* **Reading text**
Climate change is likely to cause thousands of additional suicides in coming decades as the earth’s temperature soars, according to a new study.
Global warming has already been implicated in the spread of diseases ranging from malaria to heart attacks, but its impact on mental health is less clear cut.
Researchers examining the implications of a warming world for public health have found a worrying link between rising temperatures and declining mental health.
“We’ve been studying the effects of warming on conflict and violence for years, finding that people fight more when it’s hot,” said Professor Solomon Hsiang, a study co-author based at the University of California, Berkeley.
“Now we see that in addition to hurting others, some individuals hurt themselves.
“It appears that heat profoundly affects the human mind and how we decide to inflict harm.”
In their study, published in the journal Nature Climate Change, the research team charted historical temperatures and suicide data from vast swathes of the US and Mexico over several decades.
They found that across the counties and municipalities they studied, a 1C boost in monthly average temperatures coincided with suicide spikes of 0.7 per cent in the US and 2.1 per cent in Mexico.
Using this information, the scientists then employed data from climate models to calculate the impact a warmer world will have on future mental wellbeing.

* **Task brief**
Continue the news text about climate change and suicide from where it stops.

* **Data for review**
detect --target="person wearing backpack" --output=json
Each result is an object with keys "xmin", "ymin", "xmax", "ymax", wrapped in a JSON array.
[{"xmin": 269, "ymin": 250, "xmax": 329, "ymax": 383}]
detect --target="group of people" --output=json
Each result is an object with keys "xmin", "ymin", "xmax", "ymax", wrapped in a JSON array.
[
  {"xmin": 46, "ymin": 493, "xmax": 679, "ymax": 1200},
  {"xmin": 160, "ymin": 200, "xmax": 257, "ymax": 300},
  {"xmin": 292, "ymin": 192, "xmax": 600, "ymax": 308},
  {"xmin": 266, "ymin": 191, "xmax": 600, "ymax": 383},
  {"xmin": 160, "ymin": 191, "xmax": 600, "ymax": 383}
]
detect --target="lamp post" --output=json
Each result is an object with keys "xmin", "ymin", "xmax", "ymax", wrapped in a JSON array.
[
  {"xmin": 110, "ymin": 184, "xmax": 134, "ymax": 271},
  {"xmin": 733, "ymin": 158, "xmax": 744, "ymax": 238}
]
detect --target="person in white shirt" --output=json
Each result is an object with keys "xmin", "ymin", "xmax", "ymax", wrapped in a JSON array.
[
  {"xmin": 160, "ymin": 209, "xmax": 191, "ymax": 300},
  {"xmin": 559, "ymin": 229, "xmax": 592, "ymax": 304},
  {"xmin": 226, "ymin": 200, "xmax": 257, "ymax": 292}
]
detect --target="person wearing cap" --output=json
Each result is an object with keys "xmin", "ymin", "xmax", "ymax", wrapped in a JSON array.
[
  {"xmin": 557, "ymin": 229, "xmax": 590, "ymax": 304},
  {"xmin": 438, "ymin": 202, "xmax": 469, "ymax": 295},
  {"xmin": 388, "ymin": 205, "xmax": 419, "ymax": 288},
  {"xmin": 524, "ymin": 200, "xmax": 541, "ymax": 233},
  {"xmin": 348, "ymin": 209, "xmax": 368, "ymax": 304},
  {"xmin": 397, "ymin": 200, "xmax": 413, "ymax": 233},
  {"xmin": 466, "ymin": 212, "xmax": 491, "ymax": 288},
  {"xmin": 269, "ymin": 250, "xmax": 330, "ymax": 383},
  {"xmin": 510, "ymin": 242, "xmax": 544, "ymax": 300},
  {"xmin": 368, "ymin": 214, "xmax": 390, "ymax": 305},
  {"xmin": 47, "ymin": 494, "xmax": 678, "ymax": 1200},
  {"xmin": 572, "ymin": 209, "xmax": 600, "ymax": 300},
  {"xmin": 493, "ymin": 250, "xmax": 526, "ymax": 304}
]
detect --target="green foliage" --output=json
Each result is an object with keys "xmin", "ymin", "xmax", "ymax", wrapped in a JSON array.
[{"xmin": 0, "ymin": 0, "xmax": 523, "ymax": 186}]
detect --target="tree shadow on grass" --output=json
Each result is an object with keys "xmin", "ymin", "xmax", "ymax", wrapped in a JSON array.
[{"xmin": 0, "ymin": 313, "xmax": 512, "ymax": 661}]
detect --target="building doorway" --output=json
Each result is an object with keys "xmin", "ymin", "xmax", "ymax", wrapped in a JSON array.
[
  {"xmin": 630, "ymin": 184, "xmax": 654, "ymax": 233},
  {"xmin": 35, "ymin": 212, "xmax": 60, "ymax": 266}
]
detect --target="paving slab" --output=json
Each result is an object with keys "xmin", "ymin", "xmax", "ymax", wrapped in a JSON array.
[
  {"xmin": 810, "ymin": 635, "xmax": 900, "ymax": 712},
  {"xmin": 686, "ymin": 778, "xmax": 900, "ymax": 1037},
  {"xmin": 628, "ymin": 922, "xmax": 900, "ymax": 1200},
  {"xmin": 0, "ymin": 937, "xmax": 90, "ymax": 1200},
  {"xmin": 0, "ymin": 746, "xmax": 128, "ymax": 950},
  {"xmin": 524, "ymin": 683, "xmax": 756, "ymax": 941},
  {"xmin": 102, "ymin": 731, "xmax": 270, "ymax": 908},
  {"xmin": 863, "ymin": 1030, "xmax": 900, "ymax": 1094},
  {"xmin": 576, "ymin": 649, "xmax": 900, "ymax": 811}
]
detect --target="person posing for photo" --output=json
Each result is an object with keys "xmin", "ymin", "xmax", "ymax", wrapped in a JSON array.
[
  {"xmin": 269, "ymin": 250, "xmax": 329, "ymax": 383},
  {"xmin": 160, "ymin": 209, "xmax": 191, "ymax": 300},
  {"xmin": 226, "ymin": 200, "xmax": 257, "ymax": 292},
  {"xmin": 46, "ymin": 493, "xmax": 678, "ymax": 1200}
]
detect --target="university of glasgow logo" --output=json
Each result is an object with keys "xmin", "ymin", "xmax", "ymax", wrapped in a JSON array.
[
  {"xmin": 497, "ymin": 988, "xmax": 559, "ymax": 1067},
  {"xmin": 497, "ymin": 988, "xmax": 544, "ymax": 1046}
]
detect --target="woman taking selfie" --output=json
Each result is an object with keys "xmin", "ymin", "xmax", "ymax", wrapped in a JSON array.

* **Task result**
They found that by 2050 suicide rates are set to increase by 1.4 per cent in the US and 2.3 percent in Mexico.
This effect, which amounts to an additional 21,000 deaths throughout the region, is roughly equivalent to the impact of an economic recession on suicide rates.
To support their conclusions, the scientists found that higher monthly temperatures were also associated with an increased use of depressive language such as “lonely” and “suicidal” on Twitter.
These effects did not differ based on either how rich the local populations were or how used to warm weather they were.
“Suicide is one of the leading causes of death globally, and suicide rates in the US have risen dramatically over the last 15 years. So better understanding the causes of suicide is a public health priority,” said Professor Marshall Burke, who led the research at Stanford University.
Professor Burke emphasised that hotter temperatures “are clearly not the only, nor the most important, risk factor for suicide”.